START Records shown

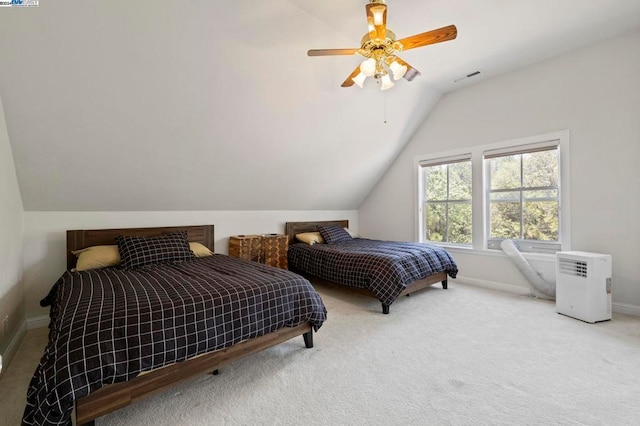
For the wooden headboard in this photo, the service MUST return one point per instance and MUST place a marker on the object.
(79, 239)
(293, 228)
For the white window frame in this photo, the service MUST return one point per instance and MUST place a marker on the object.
(449, 159)
(480, 204)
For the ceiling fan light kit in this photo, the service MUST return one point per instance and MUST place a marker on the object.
(379, 46)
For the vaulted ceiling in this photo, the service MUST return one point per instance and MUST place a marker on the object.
(214, 105)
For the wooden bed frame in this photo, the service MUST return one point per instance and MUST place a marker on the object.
(112, 397)
(293, 228)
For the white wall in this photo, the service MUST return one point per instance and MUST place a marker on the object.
(593, 92)
(11, 227)
(45, 236)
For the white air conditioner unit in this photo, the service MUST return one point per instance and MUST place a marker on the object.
(583, 285)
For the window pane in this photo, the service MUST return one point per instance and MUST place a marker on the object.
(505, 172)
(460, 181)
(460, 223)
(505, 220)
(436, 182)
(540, 169)
(436, 222)
(541, 220)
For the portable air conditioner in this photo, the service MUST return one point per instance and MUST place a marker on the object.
(583, 285)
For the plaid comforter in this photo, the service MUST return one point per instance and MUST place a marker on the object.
(383, 267)
(109, 325)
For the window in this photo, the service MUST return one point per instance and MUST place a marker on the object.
(447, 201)
(516, 189)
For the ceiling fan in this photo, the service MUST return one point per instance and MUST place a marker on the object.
(380, 46)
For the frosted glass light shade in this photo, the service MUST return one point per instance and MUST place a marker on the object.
(359, 79)
(385, 82)
(398, 70)
(368, 67)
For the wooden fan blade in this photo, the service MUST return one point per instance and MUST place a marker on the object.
(430, 37)
(329, 52)
(377, 20)
(411, 71)
(349, 81)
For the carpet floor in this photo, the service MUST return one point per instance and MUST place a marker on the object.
(462, 356)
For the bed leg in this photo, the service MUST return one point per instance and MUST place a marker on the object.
(308, 339)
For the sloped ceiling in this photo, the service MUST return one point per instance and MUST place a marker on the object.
(214, 105)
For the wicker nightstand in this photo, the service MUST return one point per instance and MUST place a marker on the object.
(270, 249)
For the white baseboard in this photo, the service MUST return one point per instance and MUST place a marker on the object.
(38, 322)
(11, 350)
(620, 308)
(626, 308)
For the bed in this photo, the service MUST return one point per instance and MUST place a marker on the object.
(118, 334)
(381, 269)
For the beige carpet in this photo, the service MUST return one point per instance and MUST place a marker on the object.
(462, 356)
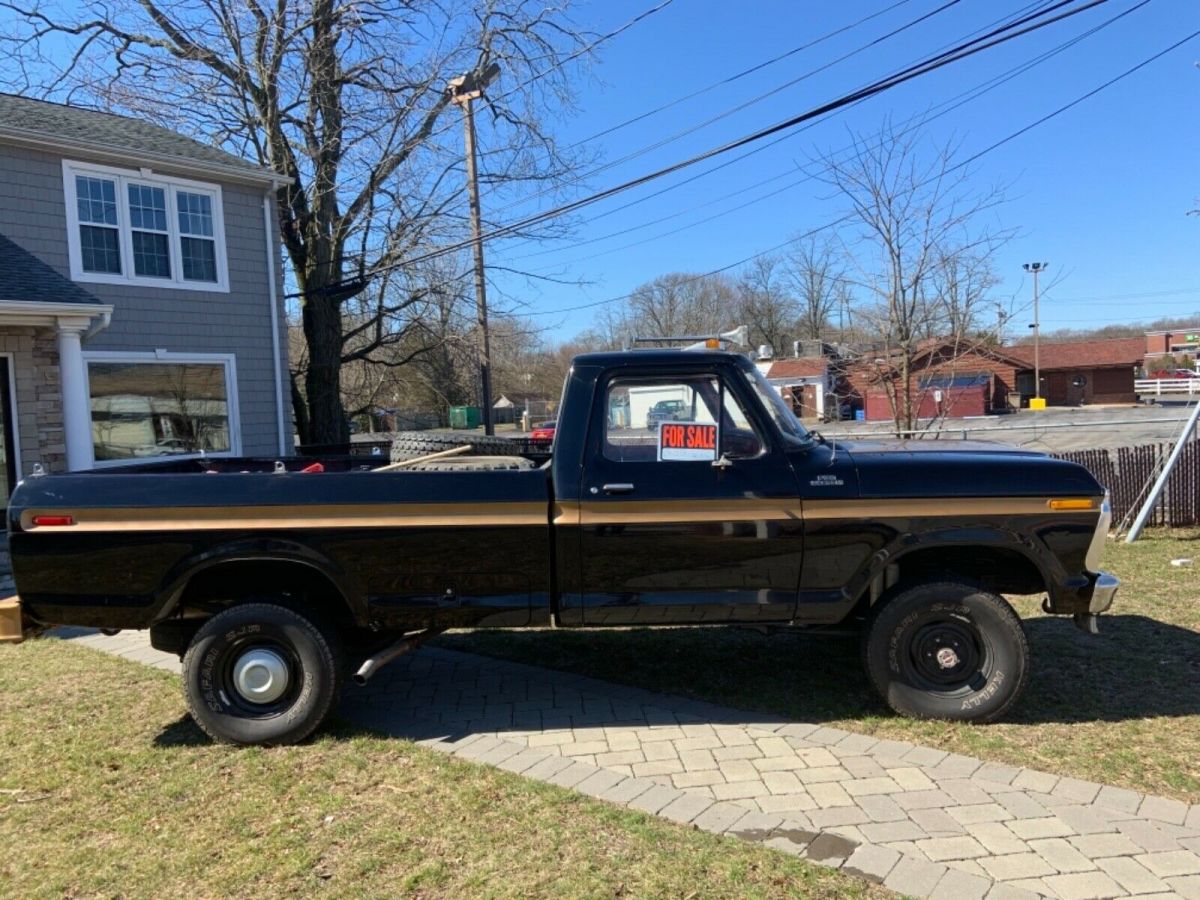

END Records shown

**The task:** Copy nothing but the lines from the line holding "For the beige" through the last line of the entries, exactly, while leaving out the pictures.

**Worked solution:**
For the beige carpet in this photo, the service MUST return one point per instance and MUST place a marker on the object.
(462, 356)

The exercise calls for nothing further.